▶ _PROVIDED TEXT_:
---------------

C++ Logo

sg16

Advanced search

Re: [isocpp-sg16] std::format and charN_t

From: Victor Zverovich <victor.zverovich_at_[hidden]>
Date: Fri, 28 Jun 2024 07:09:13 -0700
> are there any plans to provide the possibility to reserve space in the
output?
> are there any plans to provide the possibility to write directly to the
output, assuming it's a contiguous buffer?

Not yet. {fmt} has internal mechanisms for doing this but they need some
work to make them ready for general use.

- Victor

On Fri, Jun 28, 2024 at 2:04 AM Ivan Solovev via SG16 <sg16_at_[hidden]>
wrote:

> Hi,
>
> let me follow up on my original questions.
> After reading P3258, we moved forward with providing std::format support
> for Qt string types. However, we figured out that the implementation is
> suboptimal, and so we have some questions.
>
> Our implementation is now based on std::formatter<std::string_view, char>,
> which means that we take a UTF-16 string (which QString is), convert it to
> UTF-8 using some of our internal methods, and then feed this UTF-8 string
> into std::formatter<std::string_view, char>::format(), which is the then
> responsible for formatting it (which implies one more copy of the data).
>
> As you can see, there is one extra copy here, which we would like to avoid.
> We could do the UTF-16 to UTF-8 conversion codepoint-by-codepoint, and then
> copy individual codepoints to the output, thus saving an allocation of
> a UTf-8 string, but IIUC that would require us to completely reimplement
> the whole parse() and format() logic of the standard formatters.
> That's something we obviously want to avoid.
>
> Based on the above, we have the following questions:
> * are there any plans to provide the possibility to reserve space in the
> output?
> * are there any plans to provide the possibility to write directly to the
> output, assuming it's a contiguous buffer?
>
> Another thing which could be really beneficial for us is the possibility
> to format into a QString (which is a char16_t container).
> However, currently the standard only supports formatting into char and
> wchar_t. Is it going to change? Are there any plans to provide support
> for formatting into charN_t?
>
> Best regards,
> Ivan
>
> ------------------------------
>
> Ivan Solovev
> Senior Software Engineer
>
> The Qt Company GmbH
> Erich-Thilo-Str. 10
> 12489 Berlin, Germany
> ivan.solovev_at_[hidden]
> www.qt.io
>
> Geschäftsführer: Mika Pälsi,
> Juha Varelius, Jouni Lintunen
> Sitz der Gesellschaft: Berlin,
> Registergericht: Amtsgericht
> Charlottenburg, HRB 144331 B
>
> ________________________________________
> From: SG16 <sg16-bounces_at_[hidden]> on behalf of Thiago Macieira
> via SG16 <sg16_at_[hidden]>
> Sent: Tuesday, June 11, 2024 4:44 PM
> To: sg16_at_[hidden]
> Cc: Thiago Macieira
> Subject: Re: [isocpp-sg16] std::format and charN_t
>
> On Tuesday 11 June 2024 04:00:14 GMT-7 Ivan Solovev via SG16 wrote:
> > Hi Corentin,
> >
> >
> > > https://wg21.link/P3258
> > > I hope that answers some of your question
> >
> >
> > Thanks for the link. That definitely clarifies the things.

---------------

Recorded data:
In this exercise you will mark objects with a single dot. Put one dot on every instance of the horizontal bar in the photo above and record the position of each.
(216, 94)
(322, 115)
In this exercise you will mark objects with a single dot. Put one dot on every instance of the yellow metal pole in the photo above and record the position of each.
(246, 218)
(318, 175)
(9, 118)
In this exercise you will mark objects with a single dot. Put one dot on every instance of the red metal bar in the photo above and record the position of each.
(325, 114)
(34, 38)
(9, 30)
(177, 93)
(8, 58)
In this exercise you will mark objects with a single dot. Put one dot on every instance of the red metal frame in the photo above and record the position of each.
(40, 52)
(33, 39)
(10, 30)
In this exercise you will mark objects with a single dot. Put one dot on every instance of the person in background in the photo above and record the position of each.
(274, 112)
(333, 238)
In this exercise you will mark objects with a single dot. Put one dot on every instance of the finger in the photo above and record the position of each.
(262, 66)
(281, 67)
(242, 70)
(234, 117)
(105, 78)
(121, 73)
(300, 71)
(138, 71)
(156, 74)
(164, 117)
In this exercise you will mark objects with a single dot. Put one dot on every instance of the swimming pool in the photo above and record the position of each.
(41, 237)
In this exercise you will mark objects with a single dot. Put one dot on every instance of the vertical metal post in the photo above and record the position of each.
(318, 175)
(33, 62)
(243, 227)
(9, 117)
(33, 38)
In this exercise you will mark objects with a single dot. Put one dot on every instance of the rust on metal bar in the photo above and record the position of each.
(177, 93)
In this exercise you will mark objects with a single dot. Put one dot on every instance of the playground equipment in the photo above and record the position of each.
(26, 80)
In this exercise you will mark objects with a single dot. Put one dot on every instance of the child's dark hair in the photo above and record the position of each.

---------------

▶ _INSTRUCTIONS_:
(1) Reproduce the passage of the std::format thread between "On Fri, Jun" and "have some questions.", inclusive.
(2) In the recorded data rows, take the lines between the one holding "of the playground" and the last row, inclusive. Replace "playground equipment" with "jungle gym", leave everything else the same, and give back only those lines.

▶ _WRITTEN ANSWERS_:
(1)
On Fri, Jun 28, 2024 at 2:04 AM Ivan Solovev via SG16 <sg16_at_[hidden]>
wrote:

> Hi,
>
> let me follow up on my original questions.
> After reading P3258, we moved forward with providing std::format support
> for Qt string types. However, we figured out that the implementation is
> suboptimal, and so we have some questions.

(2)
In this exercise you will mark objects with a single dot. Put one dot on every instance of the jungle gym in the photo above and record the position of each.
(26, 80)
In this exercise you will mark objects with a single dot. Put one dot on every instance of the child's dark hair in the photo above and record the position of each.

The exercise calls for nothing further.